** BEGIN DOCUMENT SEGMENT **

Tuesday, 26 April 2011

Miscanthus Giganteus Ornamental Grass at Lovegrass Farm on P.E.I.

Miscanthus Giganteus
Miscanthus Giganteus is a Magnificent Screening Plant, similar to Bamboo in appearance, but spreads slowly to form a large clump.  It makes an excellent wind break that, due to the flexibility of its growth actually filters or breaks up the wind unlike rigid physical barriers.  Giganteus makes a great natural alternative to a fence, rustling in the wind and providing shelter for wildlife.

Miscanthus Giganteus in August

Growing 9 to 10 ft. or 3 m. tall with deep green leaves 1 in. or 25 mm wide it can lend a tropical look to a garden.  Use it as a specimen, to create privacy or to block an undesirable view on city or town lots.  Make a Secret Garden by planting seven plants in the shape of a C with a 15 ft. diameter.  Giganteus does best in Full Sun, tolerates salty and coastal conditions making it ideal for Seaside Gardens.  It rarely flowers in our northern climate and trials have confirmed that its' seeds are sterile and the plant can only be established by division of its' roots.

Giganteus in September
Miscanthus Giganteus is being used commercially in the UK and Europe for energy production as a biofuel.  It is an environmentally friendly crop; it is a C4 plant which has a high photosynthesis efficiency.   Once planted Giganteus requires 2 - 3 years to reach full size.  It will continue to enlarge slowly but keep in mind that it will grow a large root system and be difficult to remove if you change your mind in a few years.

** END DOCUMENT SEGMENT **

▶ _EXERCISES_:
1 - Print the section of the Miscanthus Giganteus text starting at "Tuesday, 26 April" and ending at "shelter for wildlife.".
2 - Give what comes next in the Miscanthus Giganteus text, picking up after its final sentence.

** BEGIN LISTED RECORDS **

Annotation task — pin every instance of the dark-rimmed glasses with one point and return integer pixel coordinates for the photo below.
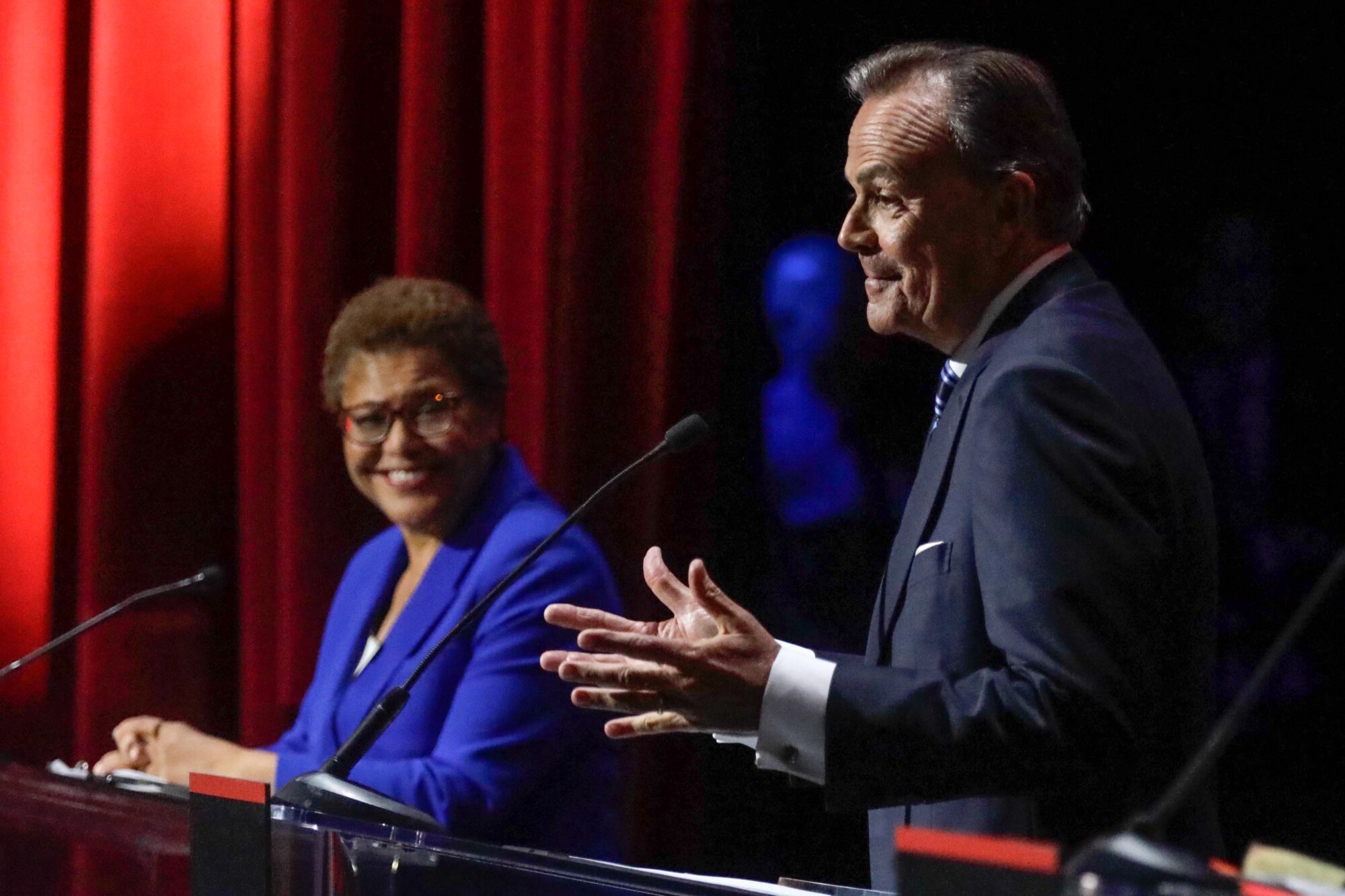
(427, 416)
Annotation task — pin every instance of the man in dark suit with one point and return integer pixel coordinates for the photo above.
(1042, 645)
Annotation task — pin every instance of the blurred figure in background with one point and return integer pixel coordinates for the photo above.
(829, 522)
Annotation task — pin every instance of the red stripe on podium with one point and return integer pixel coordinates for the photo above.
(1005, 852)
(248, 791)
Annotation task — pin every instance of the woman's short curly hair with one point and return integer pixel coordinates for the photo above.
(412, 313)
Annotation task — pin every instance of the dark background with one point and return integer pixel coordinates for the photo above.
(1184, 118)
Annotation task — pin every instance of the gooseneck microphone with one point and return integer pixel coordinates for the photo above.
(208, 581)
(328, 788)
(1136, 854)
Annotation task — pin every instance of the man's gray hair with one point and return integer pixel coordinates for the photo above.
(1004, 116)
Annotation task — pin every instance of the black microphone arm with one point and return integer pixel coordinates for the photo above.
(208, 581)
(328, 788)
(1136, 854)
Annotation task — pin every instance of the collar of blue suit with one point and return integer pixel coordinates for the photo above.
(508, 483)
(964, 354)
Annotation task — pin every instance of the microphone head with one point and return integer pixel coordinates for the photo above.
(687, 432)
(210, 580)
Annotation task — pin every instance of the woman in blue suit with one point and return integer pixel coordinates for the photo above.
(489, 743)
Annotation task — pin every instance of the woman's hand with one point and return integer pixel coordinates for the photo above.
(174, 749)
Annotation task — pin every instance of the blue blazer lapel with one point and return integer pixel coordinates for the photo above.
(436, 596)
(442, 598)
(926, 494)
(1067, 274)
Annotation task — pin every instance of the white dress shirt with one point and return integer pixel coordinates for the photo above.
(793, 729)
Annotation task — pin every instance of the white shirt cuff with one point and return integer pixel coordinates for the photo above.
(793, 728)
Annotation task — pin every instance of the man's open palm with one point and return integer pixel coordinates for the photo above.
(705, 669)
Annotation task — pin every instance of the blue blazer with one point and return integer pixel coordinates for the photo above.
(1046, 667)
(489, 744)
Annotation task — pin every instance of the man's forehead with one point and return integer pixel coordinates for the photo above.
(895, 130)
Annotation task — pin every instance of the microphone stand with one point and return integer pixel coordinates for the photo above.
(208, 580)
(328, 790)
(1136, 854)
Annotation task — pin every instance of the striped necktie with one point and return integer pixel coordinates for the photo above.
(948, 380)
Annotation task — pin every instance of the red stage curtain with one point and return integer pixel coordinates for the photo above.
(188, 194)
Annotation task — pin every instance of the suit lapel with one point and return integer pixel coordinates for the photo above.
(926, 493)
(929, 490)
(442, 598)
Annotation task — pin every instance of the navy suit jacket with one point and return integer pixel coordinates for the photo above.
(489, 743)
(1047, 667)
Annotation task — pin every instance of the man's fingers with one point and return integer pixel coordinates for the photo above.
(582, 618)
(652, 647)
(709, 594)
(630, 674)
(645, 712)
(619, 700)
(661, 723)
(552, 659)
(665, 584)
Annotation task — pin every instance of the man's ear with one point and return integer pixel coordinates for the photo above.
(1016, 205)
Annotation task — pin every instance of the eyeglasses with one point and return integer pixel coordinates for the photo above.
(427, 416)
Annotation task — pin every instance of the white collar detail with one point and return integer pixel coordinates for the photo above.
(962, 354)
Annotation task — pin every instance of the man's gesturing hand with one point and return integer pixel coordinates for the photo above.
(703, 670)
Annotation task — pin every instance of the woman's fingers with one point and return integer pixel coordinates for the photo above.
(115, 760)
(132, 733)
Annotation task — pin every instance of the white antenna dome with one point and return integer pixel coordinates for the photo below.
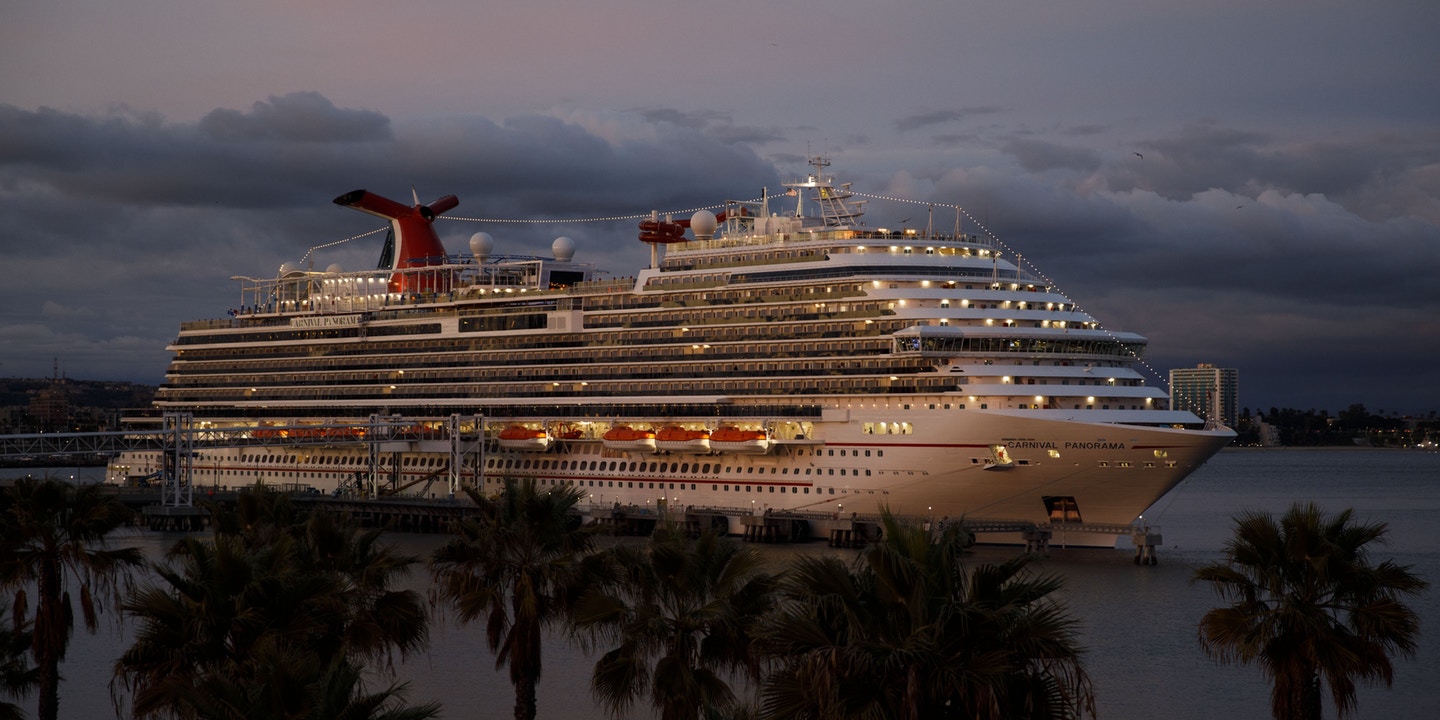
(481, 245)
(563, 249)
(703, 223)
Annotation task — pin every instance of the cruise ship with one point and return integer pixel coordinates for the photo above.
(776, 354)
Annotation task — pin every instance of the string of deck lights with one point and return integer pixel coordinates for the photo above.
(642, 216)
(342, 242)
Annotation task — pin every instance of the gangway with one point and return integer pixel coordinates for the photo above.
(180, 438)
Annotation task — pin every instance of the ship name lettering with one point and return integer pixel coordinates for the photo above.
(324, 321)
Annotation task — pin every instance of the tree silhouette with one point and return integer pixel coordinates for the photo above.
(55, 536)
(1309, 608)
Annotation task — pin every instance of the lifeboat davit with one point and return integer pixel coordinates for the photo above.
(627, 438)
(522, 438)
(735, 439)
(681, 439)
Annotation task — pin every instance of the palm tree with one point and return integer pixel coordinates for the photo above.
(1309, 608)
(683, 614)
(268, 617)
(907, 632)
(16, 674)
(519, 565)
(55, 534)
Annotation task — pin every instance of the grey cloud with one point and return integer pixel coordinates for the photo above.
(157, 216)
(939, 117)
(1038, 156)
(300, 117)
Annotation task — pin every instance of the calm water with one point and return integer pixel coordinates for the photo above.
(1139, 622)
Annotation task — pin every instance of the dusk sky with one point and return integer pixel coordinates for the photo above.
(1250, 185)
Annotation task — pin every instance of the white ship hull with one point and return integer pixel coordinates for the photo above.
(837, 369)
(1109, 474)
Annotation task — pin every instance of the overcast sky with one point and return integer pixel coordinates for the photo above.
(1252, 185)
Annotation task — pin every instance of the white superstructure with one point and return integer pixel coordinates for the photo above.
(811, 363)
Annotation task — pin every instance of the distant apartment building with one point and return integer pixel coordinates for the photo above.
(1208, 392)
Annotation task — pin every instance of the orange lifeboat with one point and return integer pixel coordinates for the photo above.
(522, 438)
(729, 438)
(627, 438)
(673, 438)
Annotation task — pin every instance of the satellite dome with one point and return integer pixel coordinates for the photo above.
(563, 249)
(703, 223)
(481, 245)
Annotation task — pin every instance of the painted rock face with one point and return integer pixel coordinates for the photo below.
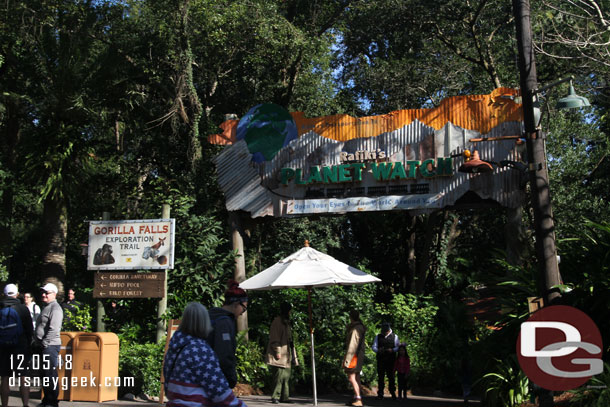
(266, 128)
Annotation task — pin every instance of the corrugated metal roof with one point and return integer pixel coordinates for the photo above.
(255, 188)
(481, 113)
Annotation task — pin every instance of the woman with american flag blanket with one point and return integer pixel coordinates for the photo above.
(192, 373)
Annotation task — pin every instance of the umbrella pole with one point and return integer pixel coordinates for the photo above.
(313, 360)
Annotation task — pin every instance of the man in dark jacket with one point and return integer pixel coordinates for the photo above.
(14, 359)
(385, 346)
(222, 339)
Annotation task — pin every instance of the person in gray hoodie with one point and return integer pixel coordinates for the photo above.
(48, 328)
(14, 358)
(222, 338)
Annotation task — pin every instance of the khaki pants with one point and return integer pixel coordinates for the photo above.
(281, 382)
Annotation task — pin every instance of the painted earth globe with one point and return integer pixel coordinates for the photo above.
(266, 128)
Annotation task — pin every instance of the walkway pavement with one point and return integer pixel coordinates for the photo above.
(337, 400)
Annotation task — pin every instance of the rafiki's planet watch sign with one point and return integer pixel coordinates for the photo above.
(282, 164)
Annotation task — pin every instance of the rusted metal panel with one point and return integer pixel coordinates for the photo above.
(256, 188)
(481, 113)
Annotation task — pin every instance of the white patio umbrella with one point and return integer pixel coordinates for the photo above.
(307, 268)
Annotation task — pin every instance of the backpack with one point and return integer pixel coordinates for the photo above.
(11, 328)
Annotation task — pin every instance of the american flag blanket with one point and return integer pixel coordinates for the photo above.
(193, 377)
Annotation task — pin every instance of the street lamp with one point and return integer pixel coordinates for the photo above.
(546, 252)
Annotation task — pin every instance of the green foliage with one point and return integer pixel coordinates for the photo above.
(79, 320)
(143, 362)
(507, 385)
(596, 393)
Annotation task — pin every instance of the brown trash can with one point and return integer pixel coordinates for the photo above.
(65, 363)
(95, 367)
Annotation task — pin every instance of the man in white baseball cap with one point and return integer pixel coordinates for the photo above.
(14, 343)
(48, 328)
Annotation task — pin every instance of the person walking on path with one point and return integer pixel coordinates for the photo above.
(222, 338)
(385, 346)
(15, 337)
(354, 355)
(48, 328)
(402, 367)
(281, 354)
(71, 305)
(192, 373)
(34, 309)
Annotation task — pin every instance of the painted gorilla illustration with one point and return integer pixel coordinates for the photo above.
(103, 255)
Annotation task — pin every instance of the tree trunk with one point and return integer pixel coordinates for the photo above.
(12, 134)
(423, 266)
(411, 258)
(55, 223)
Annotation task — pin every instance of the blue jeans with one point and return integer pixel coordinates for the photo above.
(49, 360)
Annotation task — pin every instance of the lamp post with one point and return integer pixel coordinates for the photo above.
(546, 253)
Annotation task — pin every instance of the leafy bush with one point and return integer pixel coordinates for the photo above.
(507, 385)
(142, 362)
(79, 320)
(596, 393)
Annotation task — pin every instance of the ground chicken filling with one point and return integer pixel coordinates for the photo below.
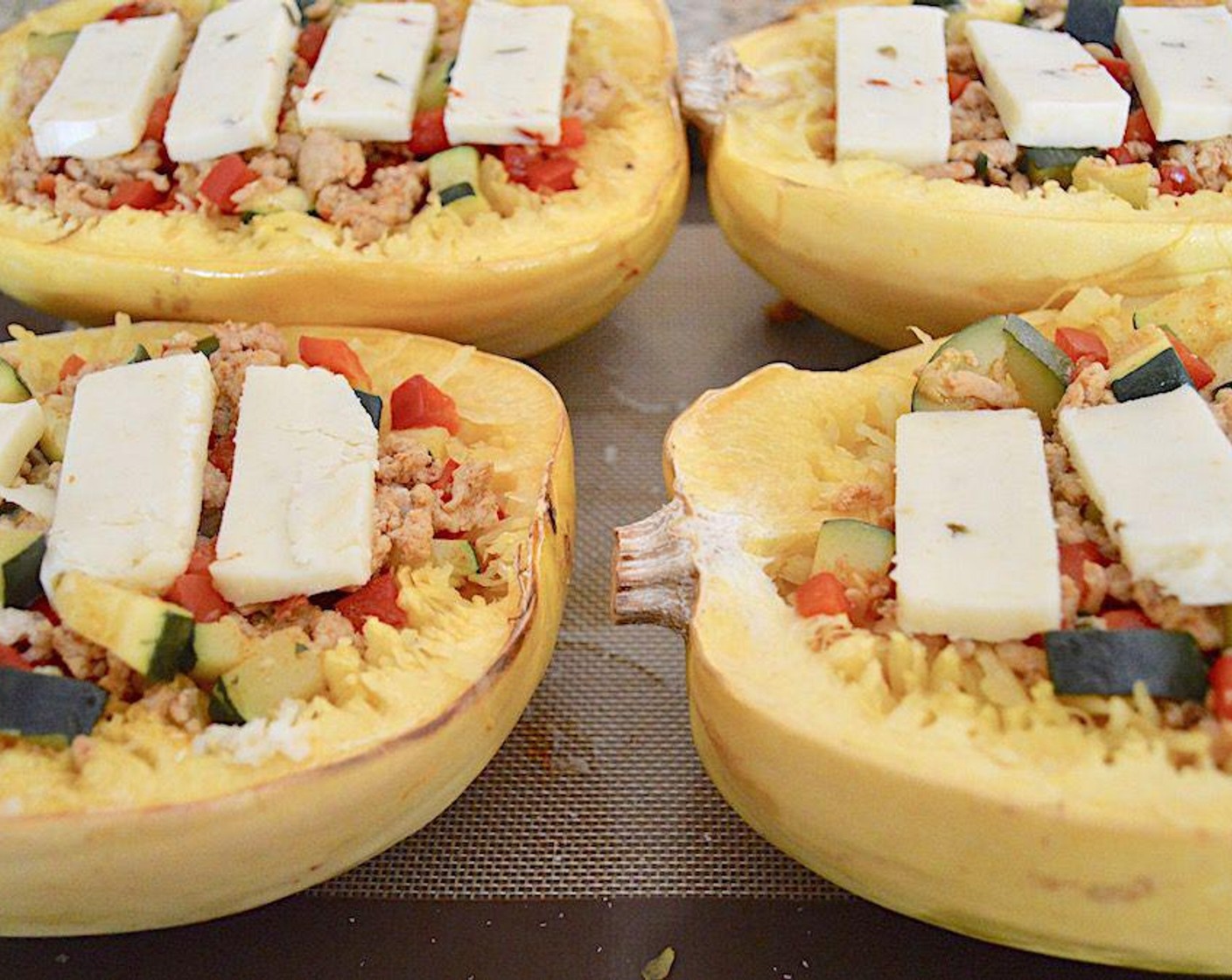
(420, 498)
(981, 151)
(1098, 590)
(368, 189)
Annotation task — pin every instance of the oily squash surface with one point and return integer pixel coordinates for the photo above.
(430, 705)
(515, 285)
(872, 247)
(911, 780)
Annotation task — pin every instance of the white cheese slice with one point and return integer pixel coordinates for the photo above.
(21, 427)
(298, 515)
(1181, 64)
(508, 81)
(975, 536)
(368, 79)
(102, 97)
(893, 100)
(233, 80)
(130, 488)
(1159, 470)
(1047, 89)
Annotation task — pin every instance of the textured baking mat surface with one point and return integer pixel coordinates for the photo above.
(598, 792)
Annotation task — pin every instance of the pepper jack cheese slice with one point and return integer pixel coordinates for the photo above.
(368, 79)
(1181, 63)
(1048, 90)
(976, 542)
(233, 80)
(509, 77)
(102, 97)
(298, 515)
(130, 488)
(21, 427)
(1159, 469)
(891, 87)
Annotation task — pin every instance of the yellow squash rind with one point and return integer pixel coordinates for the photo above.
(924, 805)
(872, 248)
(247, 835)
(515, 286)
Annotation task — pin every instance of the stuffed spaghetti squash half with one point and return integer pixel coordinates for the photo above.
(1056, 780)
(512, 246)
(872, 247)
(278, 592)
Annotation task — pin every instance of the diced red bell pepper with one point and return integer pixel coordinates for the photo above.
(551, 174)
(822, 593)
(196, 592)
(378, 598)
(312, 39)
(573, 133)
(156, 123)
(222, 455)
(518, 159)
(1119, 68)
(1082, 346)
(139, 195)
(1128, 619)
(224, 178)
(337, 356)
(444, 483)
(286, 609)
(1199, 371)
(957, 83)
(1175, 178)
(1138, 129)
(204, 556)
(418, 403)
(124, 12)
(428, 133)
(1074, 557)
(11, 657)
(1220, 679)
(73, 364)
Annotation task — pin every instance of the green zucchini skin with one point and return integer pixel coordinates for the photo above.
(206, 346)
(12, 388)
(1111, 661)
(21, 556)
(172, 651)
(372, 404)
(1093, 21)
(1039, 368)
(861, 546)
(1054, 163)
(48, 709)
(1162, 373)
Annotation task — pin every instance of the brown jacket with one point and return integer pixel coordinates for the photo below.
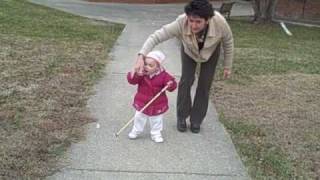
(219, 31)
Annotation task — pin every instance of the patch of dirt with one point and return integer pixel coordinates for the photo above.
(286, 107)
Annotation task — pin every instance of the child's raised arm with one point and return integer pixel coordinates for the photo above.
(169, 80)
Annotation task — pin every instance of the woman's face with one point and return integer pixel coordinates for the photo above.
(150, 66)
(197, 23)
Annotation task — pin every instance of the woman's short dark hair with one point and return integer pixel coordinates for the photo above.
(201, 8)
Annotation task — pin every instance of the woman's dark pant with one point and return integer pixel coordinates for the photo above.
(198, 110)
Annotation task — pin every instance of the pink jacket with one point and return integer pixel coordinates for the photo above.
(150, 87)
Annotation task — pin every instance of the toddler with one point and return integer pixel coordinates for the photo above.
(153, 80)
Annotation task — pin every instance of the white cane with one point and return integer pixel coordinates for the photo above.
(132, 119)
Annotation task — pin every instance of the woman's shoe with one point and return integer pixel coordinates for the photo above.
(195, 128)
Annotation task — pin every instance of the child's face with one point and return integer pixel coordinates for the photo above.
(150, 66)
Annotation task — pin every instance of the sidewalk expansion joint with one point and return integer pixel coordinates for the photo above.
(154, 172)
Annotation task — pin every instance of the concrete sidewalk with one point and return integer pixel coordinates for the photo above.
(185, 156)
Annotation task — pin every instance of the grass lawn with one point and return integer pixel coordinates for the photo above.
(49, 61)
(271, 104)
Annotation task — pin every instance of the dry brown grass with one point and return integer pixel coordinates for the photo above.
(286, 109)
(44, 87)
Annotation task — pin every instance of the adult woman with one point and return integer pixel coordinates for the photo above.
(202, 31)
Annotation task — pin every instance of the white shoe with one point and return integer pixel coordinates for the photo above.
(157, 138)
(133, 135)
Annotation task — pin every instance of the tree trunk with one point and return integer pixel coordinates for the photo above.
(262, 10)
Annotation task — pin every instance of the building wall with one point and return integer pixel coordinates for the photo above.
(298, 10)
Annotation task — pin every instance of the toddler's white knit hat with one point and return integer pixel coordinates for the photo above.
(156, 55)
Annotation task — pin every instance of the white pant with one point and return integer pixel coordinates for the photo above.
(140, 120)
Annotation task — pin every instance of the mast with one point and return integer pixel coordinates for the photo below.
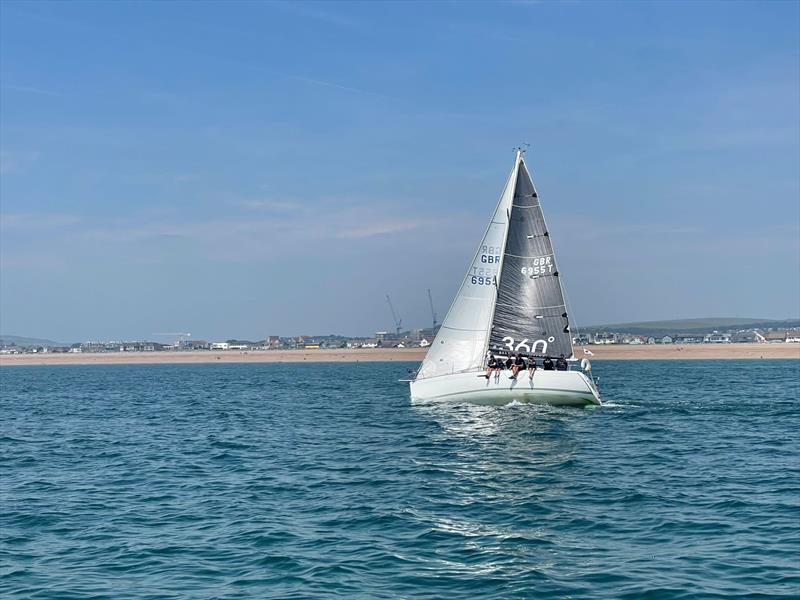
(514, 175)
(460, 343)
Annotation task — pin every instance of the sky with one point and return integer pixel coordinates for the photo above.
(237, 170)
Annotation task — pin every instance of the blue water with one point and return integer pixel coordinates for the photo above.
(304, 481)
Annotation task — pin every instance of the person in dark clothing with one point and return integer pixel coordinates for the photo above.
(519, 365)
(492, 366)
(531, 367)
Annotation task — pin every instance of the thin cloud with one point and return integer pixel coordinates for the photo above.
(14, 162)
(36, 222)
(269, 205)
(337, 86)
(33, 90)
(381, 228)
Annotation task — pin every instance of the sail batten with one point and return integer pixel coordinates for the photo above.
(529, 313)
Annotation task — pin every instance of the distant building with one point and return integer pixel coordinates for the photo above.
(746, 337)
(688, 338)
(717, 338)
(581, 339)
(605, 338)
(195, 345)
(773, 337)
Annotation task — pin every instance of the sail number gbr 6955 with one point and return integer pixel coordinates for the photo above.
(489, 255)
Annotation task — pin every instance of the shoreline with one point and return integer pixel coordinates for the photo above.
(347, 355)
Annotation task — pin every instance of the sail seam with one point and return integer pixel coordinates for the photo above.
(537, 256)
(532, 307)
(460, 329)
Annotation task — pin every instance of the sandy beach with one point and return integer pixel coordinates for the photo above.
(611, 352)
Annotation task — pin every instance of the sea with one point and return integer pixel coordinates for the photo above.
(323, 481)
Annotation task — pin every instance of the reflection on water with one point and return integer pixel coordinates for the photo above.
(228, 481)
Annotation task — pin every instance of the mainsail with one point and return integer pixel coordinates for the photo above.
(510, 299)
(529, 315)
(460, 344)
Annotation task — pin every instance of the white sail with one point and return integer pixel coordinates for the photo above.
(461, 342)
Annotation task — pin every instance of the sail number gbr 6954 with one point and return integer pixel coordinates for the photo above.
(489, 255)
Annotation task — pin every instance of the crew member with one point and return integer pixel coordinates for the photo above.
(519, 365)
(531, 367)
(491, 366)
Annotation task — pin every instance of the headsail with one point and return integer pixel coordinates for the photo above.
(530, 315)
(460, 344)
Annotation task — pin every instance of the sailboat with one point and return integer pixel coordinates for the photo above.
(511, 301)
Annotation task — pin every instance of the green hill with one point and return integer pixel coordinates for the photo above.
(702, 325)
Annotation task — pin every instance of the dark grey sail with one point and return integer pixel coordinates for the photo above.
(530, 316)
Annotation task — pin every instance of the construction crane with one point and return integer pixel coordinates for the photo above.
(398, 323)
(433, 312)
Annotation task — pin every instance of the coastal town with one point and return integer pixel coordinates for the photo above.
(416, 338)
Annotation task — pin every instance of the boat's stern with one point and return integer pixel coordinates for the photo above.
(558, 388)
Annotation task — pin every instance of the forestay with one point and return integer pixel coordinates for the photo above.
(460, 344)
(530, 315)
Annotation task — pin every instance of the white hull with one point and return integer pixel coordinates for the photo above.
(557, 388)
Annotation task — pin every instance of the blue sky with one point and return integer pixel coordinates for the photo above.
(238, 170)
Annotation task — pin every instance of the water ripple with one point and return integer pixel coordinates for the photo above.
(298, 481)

** END LISTED RECORDS **

▶ _ANSWERS_:
1 -
Tuesday, 26 April 2011

Miscanthus Giganteus Ornamental Grass at Lovegrass Farm on P.E.I.

Miscanthus Giganteus
Miscanthus Giganteus is a Magnificent Screening Plant, similar to Bamboo in appearance, but spreads slowly to form a large clump.  It makes an excellent wind break that, due to the flexibility of its growth actually filters or breaks up the wind unlike rigid physical barriers.  Giganteus makes a great natural alternative to a fence, rustling in the wind and providing shelter for wildlife.

2 -
Giganteus in October

Miscanthus Giganteus in March
The lower leaves turn a tan color later in the season.  You can pull off the culms by grabbing hold of the leaves and pull straight down; the revealed stems are very attractive.  If you find that it doesn't provide  a complete visual barrier you could plant another grass in front.  Cool season grasses like Calamagrostis 'Karl Foerster' would also give you a shorter screen in early summer until the Giant Grass takes off with the heat in July.  Miscanthus Giganteus remains upright all winter, even with heavy snow.  Easy to care for and drought tolerant once established, you only need to cut it back in the Spring.  We save the dry stalks and are attempting to make fences with them; we'll show photos later.  They could be used around your garden much as you would use small bamboo stakes.  The larger stems could be cut in pieces and used to make Mason Bee Houses.  The possibilities are Endless!

1 comment:

  1. Oh..I just luv this grass...stunning winter display. I am coming to see you Paulette, every post you write makes me plan more..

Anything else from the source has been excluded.